Teks Bacaan:
----------

Pemimpin tertinggi Iran Ayatullah Ali Khamenei akan mengampuni 10.000 tahanan termasuk tahanan politik. Langkah itu diambil dalam rangka tahun baru atau Nowruz yang kali ini jatuh pada Jumat (20/3).
"Mereka yang diampuni tidak akan kembali ke penjara ... hampir setengah dari tahanan terkait keamanan akan diampuni juga," ujar juru bicara Mahkamah Agung Iran Gholamhossein Esmaili kepada stasiun TV pemerintah pada Rabu (18/3).
Pada Selasa (17/3), Esmaili menuturkan bahwa Iran untuk sementara membebaskan sekitar 85.000 tahanan, termasuk tahanan politik, sebagai respons atas pandemi Covid-19.
"Sejumlah besar tahanan yang telah dibebaskan sementara tidak perlu kembali ke penjara setelah pengampunan pemimpin tertinggi," terang Esmaili. "Poin yang belum pernah terjadi sebelumnya adalah bahwa grasi tersebut juga mencakup tahanan terkait keamanan dengan hukuman penjara kurang dari lima tahun."
Esmaili tidak menjelaskan apakah pekerja amal Inggris keturunan Iran Nazanin Zaghari-Ratclifee, yang dibebaskan pada Selasa selama dua minggu masuk dalam daftar tahanan yang mendapat pengampunan.
Menurut laporan milik Pelapor Khusus PBB untuk HAM di Iran Javadi Rehman, Iran mengaku memiliki 189.500 tahanan di penjara-penjaranya. Mereka diyakini termasuk ratusan yang ditangkap selama atau setelah protes antipemerintah pada November.

----------

Data yang Diberikan:
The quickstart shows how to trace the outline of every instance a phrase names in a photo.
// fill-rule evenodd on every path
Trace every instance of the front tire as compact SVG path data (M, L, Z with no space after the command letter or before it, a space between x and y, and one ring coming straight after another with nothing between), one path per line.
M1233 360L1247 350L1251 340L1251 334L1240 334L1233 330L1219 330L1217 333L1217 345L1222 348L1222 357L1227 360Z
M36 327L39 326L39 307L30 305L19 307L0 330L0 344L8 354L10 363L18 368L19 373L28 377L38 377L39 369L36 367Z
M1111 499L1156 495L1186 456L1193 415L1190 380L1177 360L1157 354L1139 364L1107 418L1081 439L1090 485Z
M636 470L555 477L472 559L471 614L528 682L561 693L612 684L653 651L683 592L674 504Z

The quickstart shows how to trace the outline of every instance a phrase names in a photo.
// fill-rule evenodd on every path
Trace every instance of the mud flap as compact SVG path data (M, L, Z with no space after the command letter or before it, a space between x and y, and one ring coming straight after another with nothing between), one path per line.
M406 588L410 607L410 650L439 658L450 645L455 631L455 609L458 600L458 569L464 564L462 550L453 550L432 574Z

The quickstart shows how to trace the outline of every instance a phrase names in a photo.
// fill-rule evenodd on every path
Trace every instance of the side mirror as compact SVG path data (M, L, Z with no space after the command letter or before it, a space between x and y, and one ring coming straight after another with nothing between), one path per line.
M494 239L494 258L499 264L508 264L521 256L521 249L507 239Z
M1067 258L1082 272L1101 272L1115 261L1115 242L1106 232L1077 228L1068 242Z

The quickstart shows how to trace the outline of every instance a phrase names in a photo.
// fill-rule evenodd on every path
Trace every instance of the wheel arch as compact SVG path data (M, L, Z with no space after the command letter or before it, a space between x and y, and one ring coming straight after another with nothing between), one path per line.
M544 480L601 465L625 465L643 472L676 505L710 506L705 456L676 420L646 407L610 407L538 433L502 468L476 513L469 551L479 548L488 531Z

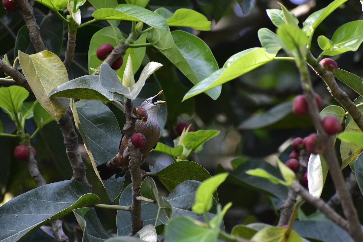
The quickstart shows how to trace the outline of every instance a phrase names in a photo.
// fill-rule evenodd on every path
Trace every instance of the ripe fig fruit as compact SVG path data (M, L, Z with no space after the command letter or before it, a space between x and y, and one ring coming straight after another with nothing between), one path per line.
M146 141L145 136L140 133L135 133L131 136L131 143L136 148L143 146Z
M96 51L96 56L101 61L104 60L113 49L113 46L110 44L108 43L104 44L97 49Z
M293 102L293 112L298 116L302 116L306 112L307 104L303 95L297 96Z
M186 130L189 127L189 125L190 125L190 127L189 128L189 132L191 132L193 131L194 131L194 126L193 126L193 124L191 125L190 123L184 122L179 123L178 124L178 126L176 126L176 132L178 132L179 135L181 135L184 128L185 128L185 129Z
M295 151L298 151L304 148L302 144L302 138L295 138L291 143L291 147Z
M299 155L300 155L300 152L298 151L293 151L290 155L289 156L289 157L290 159L299 159Z
M23 144L18 145L14 149L14 156L18 160L26 160L29 156L29 149Z
M115 61L115 62L111 65L111 68L115 70L118 70L121 67L121 66L122 65L123 63L123 59L122 59L122 56L120 56L116 59L116 60Z
M324 58L320 61L319 63L323 66L324 69L327 71L334 73L338 69L338 65L337 62L330 58Z
M9 0L2 0L3 5L5 10L8 12L14 12L16 10L16 5L18 5L18 0L9 1Z
M299 161L296 159L291 159L286 161L285 165L293 171L295 172L299 168Z
M302 185L307 187L307 172L305 172L302 176Z
M342 131L342 124L334 116L329 115L323 119L323 127L325 132L331 135Z

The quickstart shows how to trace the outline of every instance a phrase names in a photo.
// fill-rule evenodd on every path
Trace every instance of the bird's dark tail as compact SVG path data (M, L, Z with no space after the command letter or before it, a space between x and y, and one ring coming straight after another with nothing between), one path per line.
M103 180L108 180L114 175L115 178L123 176L128 170L111 165L109 162L97 166L97 170L99 172L99 176Z

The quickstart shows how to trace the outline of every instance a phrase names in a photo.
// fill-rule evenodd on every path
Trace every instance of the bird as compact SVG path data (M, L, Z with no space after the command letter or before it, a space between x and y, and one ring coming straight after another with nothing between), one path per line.
M146 140L145 144L139 148L142 154L142 164L151 150L156 147L159 141L160 126L158 122L158 111L160 108L160 104L166 102L158 100L163 90L142 103L140 107L145 108L147 111L146 118L142 117L142 118L137 119L135 123L136 132L143 135ZM136 114L136 116L138 115ZM125 172L129 170L130 160L128 150L127 139L125 136L123 135L120 142L118 153L116 156L111 160L97 166L97 170L99 172L101 179L107 180L114 175L115 178L117 179L125 175Z

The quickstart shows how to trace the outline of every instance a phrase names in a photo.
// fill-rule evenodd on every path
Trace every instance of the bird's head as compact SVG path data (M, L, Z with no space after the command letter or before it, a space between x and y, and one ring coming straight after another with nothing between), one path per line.
M144 101L144 102L141 104L141 106L146 110L149 116L152 114L156 115L158 111L160 108L160 104L166 102L166 101L161 101L158 100L160 94L162 92L163 90L162 90L159 92L159 93L154 97L149 98Z

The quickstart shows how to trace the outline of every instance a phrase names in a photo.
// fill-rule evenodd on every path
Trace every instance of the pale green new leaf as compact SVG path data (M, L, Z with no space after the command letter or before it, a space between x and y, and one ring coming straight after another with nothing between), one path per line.
M211 30L211 21L201 13L188 8L177 9L171 17L166 20L169 26L190 27L195 29Z
M68 81L68 73L63 62L48 50L32 55L19 51L19 62L39 103L53 118L59 120L69 106L70 99L50 98L48 95L54 88Z
M117 19L142 22L156 29L168 29L168 23L162 16L152 11L138 6L121 4L114 8L103 8L96 10L92 14L98 20Z
M228 175L228 173L219 174L207 179L200 184L195 194L195 203L192 207L193 211L201 214L210 210L213 204L212 194Z
M231 57L223 67L198 82L185 94L185 100L232 80L273 60L276 55L266 53L264 48L252 48Z

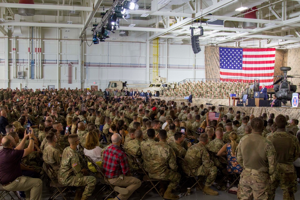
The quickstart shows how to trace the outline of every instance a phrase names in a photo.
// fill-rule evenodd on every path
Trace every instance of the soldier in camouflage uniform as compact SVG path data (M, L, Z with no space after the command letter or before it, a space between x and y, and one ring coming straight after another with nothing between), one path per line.
M214 165L217 167L221 167L221 163L218 157L214 156L218 153L219 151L222 148L225 144L222 140L223 137L223 129L220 127L217 128L216 129L216 137L212 141L209 142L207 146L207 150L211 151L214 155L211 155L212 156L212 161L214 163Z
M86 200L92 195L95 188L96 178L84 175L87 174L87 172L81 165L80 163L83 163L82 158L76 151L76 147L79 143L78 136L71 134L69 136L68 141L70 146L65 149L62 153L58 175L58 182L65 186L85 187L81 200ZM75 200L80 199L81 193L80 190L77 189Z
M168 143L170 147L174 150L176 156L183 158L184 157L186 154L187 150L181 145L181 142L184 139L184 136L181 132L176 132L174 135L175 142L171 142ZM188 147L192 146L192 143L189 142Z
M286 120L282 115L275 118L277 130L270 136L270 141L276 151L278 163L274 174L271 176L271 199L275 197L275 191L280 185L283 191L284 199L295 199L297 184L293 162L300 153L300 145L297 137L286 131Z
M254 118L250 125L252 133L241 139L236 153L237 161L244 168L238 198L268 199L271 193L270 176L274 173L277 165L276 152L272 143L262 136L262 120Z
M136 130L134 133L135 138L129 141L126 145L124 145L125 151L128 154L135 156L142 163L143 158L141 151L141 142L143 140L143 132L140 130ZM137 170L140 168L138 165L131 158L127 158L129 167L131 169Z
M177 166L176 157L174 151L166 142L166 131L160 130L159 142L154 143L149 149L150 157L150 170L149 177L162 181L169 181L170 183L164 195L164 198L168 199L178 199L178 195L172 193L175 190L181 176L176 172ZM162 190L160 191L163 193Z
M48 133L46 137L46 139L48 145L43 151L43 158L45 163L49 164L52 167L57 176L60 167L62 152L55 147L57 138L54 133ZM44 169L46 170L44 168ZM57 178L57 177L55 178Z
M153 128L148 129L146 134L148 139L147 141L144 141L141 142L141 152L144 159L143 163L144 168L146 171L149 172L150 170L150 157L149 149L153 144L157 142L154 140L155 138L155 131Z
M208 142L208 136L202 133L199 137L200 142L189 148L184 157L190 166L192 172L196 176L207 176L203 193L210 195L218 195L218 193L210 188L217 176L217 167L211 161L209 154L205 147ZM188 169L183 169L185 173L189 175L190 172Z

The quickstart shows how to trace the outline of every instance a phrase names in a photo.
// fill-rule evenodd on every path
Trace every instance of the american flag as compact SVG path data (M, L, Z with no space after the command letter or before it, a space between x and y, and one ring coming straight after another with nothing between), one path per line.
M220 47L220 78L226 81L260 79L260 86L272 88L275 49Z
M219 119L219 117L220 116L220 113L219 112L208 112L207 113L208 113L208 120L209 121L215 119L217 120Z

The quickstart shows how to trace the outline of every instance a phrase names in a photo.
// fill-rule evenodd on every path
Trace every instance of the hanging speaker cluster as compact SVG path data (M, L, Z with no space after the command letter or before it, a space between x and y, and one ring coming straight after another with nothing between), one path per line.
M201 51L201 48L199 43L199 36L192 36L192 48L194 53L196 54Z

----------

Tugas 1: Tuliskan ulang tanpa perubahan bagian teks bacaan tentang pengampunan tahanan di Iran, dari "Esmaili tidak menjelaskan" sampai "antipemerintah pada November.".
Tugas 2: Lanjutkan teks bacaan tentang pengampunan tahanan di Iran setelah kalimat terakhirnya.
Data tersebut sama sekali tidak digunakan di sini.

Jawaban 1:
Esmaili tidak menjelaskan apakah pekerja amal Inggris keturunan Iran Nazanin Zaghari-Ratclifee, yang dibebaskan pada Selasa selama dua minggu masuk dalam daftar tahanan yang mendapat pengampunan.
Menurut laporan milik Pelapor Khusus PBB untuk HAM di Iran Javadi Rehman, Iran mengaku memiliki 189.500 tahanan di penjara-penjaranya. Mereka diyakini termasuk ratusan yang ditangkap selama atau setelah protes antipemerintah pada November.

Jawaban 2:
Pandemi coronavirus jenis baru telah mendorong PBB dan Amerika Serikat mendesak Iran membebaskan tahanan politik, termasuk puluhan warga negara ganda dan warga asing, dari penjara-penjara yang penuh sesak.
Iran mencatat 17.361 kasus positif Covid-19. Dari jumlah tersebut, 1.135 meninggal dan lebih dari 5.300 lainnya dinyatakan pulih.
Washington telah memperingatkan Teheran bahwa mereka akan menuntut tanggung jawab langsung Iran atas kematian setiap warga AS di penjara.
Pengawal Revolusi Iran telah menangkap puluhan warga negara ganda dan warga asing selama beberapa tahun terakhir, termasuk warga negara AS, Inggris, Kanada, Australia, Austria, Prancis, Swedia, Belanda, dan Lebanon.
Teheran sendiri membantah melakukan penahanan dengan alasan politik. Tuduhan utama mereka terhadap tahanan asing adalah spionase.
Pada Juni 2019, Iran membebaskan Nizar Zakka, seorang pengusaha Lebanon yang merupakan penduduk tetap AS setelah dia dibui selama empat tahun. Iran juga membebaskan Xiyue Wang, seorang warga negara AS yang ditahan selama tiga tahun atas tuduhan spionase, tahun lalu.
Para aktivis HAM menuduh Iran menangkap sejumah warga negara ganda demi mendapat konsesi dari negara-negara lain, sebuah tuduhan yang secara rutin dibantah oleh Teheran.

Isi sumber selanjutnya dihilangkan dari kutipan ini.